**Available data**
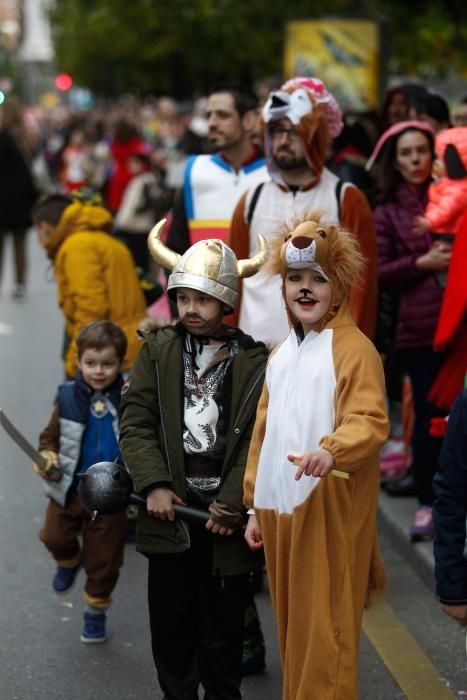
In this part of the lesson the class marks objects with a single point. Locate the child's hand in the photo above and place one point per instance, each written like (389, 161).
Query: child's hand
(51, 471)
(159, 503)
(253, 535)
(317, 463)
(420, 225)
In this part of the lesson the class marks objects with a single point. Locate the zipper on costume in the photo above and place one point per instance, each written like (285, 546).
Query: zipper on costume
(237, 420)
(166, 446)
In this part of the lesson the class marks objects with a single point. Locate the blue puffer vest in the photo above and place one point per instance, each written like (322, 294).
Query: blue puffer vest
(89, 429)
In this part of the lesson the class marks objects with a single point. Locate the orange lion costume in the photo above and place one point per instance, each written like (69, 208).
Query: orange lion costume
(322, 390)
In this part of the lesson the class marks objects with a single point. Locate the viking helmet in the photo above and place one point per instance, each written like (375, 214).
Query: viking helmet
(208, 266)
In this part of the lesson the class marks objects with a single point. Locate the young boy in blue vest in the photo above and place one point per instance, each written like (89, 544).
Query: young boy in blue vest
(82, 430)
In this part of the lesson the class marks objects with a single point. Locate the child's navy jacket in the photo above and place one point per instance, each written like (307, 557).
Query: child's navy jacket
(450, 509)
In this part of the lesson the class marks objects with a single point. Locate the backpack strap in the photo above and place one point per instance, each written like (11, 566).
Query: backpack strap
(339, 185)
(254, 202)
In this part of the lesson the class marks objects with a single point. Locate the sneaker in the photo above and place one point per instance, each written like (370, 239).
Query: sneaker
(64, 578)
(94, 628)
(254, 660)
(18, 292)
(422, 526)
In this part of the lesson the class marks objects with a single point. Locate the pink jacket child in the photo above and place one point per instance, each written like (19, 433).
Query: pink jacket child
(447, 197)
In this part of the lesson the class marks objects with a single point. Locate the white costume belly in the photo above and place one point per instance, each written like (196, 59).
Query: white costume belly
(301, 383)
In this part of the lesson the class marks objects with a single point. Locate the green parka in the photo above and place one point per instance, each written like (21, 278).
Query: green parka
(152, 446)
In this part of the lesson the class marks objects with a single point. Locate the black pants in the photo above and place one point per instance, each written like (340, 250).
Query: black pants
(196, 623)
(422, 365)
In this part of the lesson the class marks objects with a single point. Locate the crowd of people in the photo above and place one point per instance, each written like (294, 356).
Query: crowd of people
(295, 240)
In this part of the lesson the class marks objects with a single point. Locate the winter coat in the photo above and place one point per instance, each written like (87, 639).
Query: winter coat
(17, 189)
(420, 293)
(66, 432)
(96, 277)
(450, 509)
(121, 175)
(138, 208)
(152, 447)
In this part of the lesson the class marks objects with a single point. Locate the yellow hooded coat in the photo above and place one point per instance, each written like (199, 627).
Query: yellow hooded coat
(96, 277)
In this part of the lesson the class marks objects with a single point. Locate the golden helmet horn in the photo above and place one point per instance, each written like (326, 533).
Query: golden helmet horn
(250, 266)
(159, 251)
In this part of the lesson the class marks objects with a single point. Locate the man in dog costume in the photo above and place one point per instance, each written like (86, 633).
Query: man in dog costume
(299, 122)
(323, 410)
(187, 418)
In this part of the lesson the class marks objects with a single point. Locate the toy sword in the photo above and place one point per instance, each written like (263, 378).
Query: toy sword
(25, 445)
(333, 472)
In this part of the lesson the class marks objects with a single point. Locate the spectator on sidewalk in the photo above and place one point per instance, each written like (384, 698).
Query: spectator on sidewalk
(82, 430)
(450, 515)
(299, 122)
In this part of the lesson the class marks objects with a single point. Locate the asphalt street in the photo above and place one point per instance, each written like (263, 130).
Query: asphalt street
(41, 657)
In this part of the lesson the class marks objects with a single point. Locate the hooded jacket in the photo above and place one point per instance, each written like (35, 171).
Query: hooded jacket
(96, 277)
(152, 447)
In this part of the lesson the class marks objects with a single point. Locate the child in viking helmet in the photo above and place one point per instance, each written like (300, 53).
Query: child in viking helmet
(323, 410)
(187, 416)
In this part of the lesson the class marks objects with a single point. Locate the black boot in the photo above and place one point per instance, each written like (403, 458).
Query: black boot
(402, 486)
(254, 652)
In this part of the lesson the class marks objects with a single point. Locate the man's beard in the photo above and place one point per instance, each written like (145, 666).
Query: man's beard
(290, 162)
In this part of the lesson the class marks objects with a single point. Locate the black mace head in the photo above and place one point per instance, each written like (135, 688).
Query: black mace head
(105, 488)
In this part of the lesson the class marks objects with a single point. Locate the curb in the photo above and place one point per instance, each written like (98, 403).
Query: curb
(395, 515)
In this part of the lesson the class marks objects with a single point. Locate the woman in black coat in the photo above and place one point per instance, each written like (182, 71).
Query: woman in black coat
(17, 190)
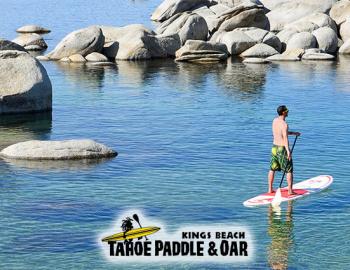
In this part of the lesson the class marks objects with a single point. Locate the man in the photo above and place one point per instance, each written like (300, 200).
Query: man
(281, 158)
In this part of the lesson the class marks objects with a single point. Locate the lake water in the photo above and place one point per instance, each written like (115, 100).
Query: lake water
(193, 142)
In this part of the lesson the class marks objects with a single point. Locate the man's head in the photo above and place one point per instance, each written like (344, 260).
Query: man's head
(282, 110)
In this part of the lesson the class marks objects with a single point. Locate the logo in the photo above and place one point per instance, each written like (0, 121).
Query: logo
(197, 243)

**Challenge**
Your job is to transcribe the entries above exactly; skip the pictures.

**Result of the task**
In this part of the lesson the class marks objects with a single point. Locate the child's hand in the photo above and place one point per instance, each written like (389, 161).
Query: child's hand
(51, 471)
(159, 503)
(253, 535)
(317, 463)
(420, 225)
In this part of the lesson the class marks objects with a single point. Locate the zipper on costume in the photo above and place one point per instance, each written like (285, 546).
Query: zipper on costume
(237, 420)
(166, 446)
In this part of the lesson the class marks objects with a single point. Locate the blue puffer vest in the photo above and place one point per instance, each written like (322, 294).
Query: blue puffer vest
(89, 429)
In this part of the lesson the class marks objects with a single point. Locate the orange lion costume in the photo above and place one point per instance, each written like (69, 208).
Query: orange lion costume
(322, 390)
In this part of the lesson the class marks objects with a single point. Locate the viking helmet in the photo above and place one point per instance, each written like (375, 214).
Query: viking helmet
(208, 266)
In this part of the lesson the class marks objects with a single point. Locate the young boy in blue vest in the photo above and place one point per instance, each written like (89, 544).
Query: young boy in blue vest
(82, 430)
In this part of the lesson the class marks objects with a single point. Locate the child's navy jacket in the photo above and place one point per instance, each written like (307, 557).
Query: child's navy jacket
(450, 509)
In this part of the lesson the class marks objects with a single point. Locate the backpack strap in the photo above and place one point per instance, each written like (11, 566).
Query: backpack strap
(339, 185)
(254, 202)
In this part of the lesson the class marks objects with a single point. Locate the sneaker in the photo above and place one point per instance, each written like (370, 239).
Query: sneaker
(64, 578)
(94, 628)
(254, 660)
(18, 292)
(422, 526)
In this part of the lesson the class marks objects with a single point. Locate the pink jacket child in the photo above and place one point per instance, each written like (19, 433).
Query: pink jacket child
(447, 197)
In this part of the lesson the class marks objects with a single point. Locate the white costume belly in the photo above and place one point per instance, each written like (196, 59).
Query: white costume belly
(301, 383)
In this part of the lesson the class marks objects with a single point. Locate the green parka in the photo above and place one point per instance, each written like (21, 278).
Query: green parka
(152, 446)
In this part of the lesson the class marks objects with a single point. Locate the black pants in the photo above and place one point per instance, each written like (340, 250).
Query: black pants
(196, 623)
(422, 365)
In this part of the lesson the class marks objects with a single point. Locate the crowd of people in the photo above and place one point per instance, each written like (294, 356).
Query: crowd of people
(295, 240)
In this part of the lesson the class marks objects with a single point. Locate the winter coat in the photo above and place one point per instance, each written like (87, 639).
Query: winter coat
(17, 189)
(420, 293)
(66, 432)
(96, 277)
(450, 509)
(121, 175)
(138, 208)
(152, 447)
In this part of the lesson the class marks objects with a single point. Locate the yellow hooded coat in the photo above and place one point per instance, each written like (199, 627).
Query: yellow hooded coat
(96, 277)
In this part of the lesson the class marks objects with a single point. Locate the golden helmet horn in the photo above and place one point per instance, each written like (326, 533).
Query: golden helmet horn
(250, 266)
(159, 251)
In this part of the lesson the class marks objects with a single point. Locate the man in dog costume in the photo above and place one point per instance, each written like (86, 633).
Query: man in dog costume
(299, 122)
(323, 410)
(187, 418)
In this part of the lesson the class marks objects with a single point. Locate the toy sword in the photo above and place one point per instance, each written like (263, 378).
Query: toy sword
(25, 445)
(333, 472)
In this part of the lesson the class marks objects with a single point. Locate the spectator on sidewalk in the photo above and place one point per instance, each written like (384, 698).
Query: spectator on sidewalk
(82, 430)
(450, 515)
(299, 122)
In this part of the lesson the class marks objects with a single point. Locate the asphalt street in the photo above and place one point per instance, each written like (263, 130).
Query: asphalt street
(41, 657)
In this part of the lesson the class marks objects with a single point. Locate the hooded jacket in the photo above and place one point per instance, each written like (35, 171).
Query: hooded jacket
(96, 277)
(152, 447)
In this part of the lesson the class marks objects with a single point. Locate the child in viking helmet in the photo above and place one point per instance, each written like (300, 53).
Query: child in viking helmet
(323, 410)
(187, 416)
In this part of the lesson the class marks objects with a single point. Locate the black boot in the photo above and place one point per instance, each written like (403, 458).
Query: black boot
(402, 486)
(254, 652)
In this part of the lesson the class marks objects with a single point. Locate the man's beard in the photo above and place one point per instance, each written like (145, 666).
Query: man's beard
(290, 162)
In this part of the lesson the class marks objects with a single point. Locate the black mace head in the photo above and place one point per instance, each written like (135, 688).
Query: black mace head
(105, 488)
In this part of the lesson the class marks objects with a single point. Locate the curb in the photo above and place one point per instance, each written like (98, 403).
Query: curb
(395, 515)
In this part of the lesson the class marks objects with a single point. Locate the woman in black coat in the photo above and place one point per instance, each written like (182, 71).
Query: woman in black coat
(17, 190)
In this part of the lesson the class marks objects with a single point. Locate the man in the photo above and place one point per instance, each written like (300, 200).
Query: man
(281, 158)
In this part of the lesson the class marks objects with a single point. Locate the lake water in the photo above and place one point per instance, each written like (115, 100).
Query: lake water
(193, 142)
In this part of the lesson the class marks objects with a single point. Locate the man's head in the photo above and place one point per instance, each written like (344, 260).
Query: man's head
(282, 110)
In this part of the lesson the class marks objects with a single point. Locate the logo in the photo above and place one point per instance, each written like (0, 121).
Query: logo
(197, 243)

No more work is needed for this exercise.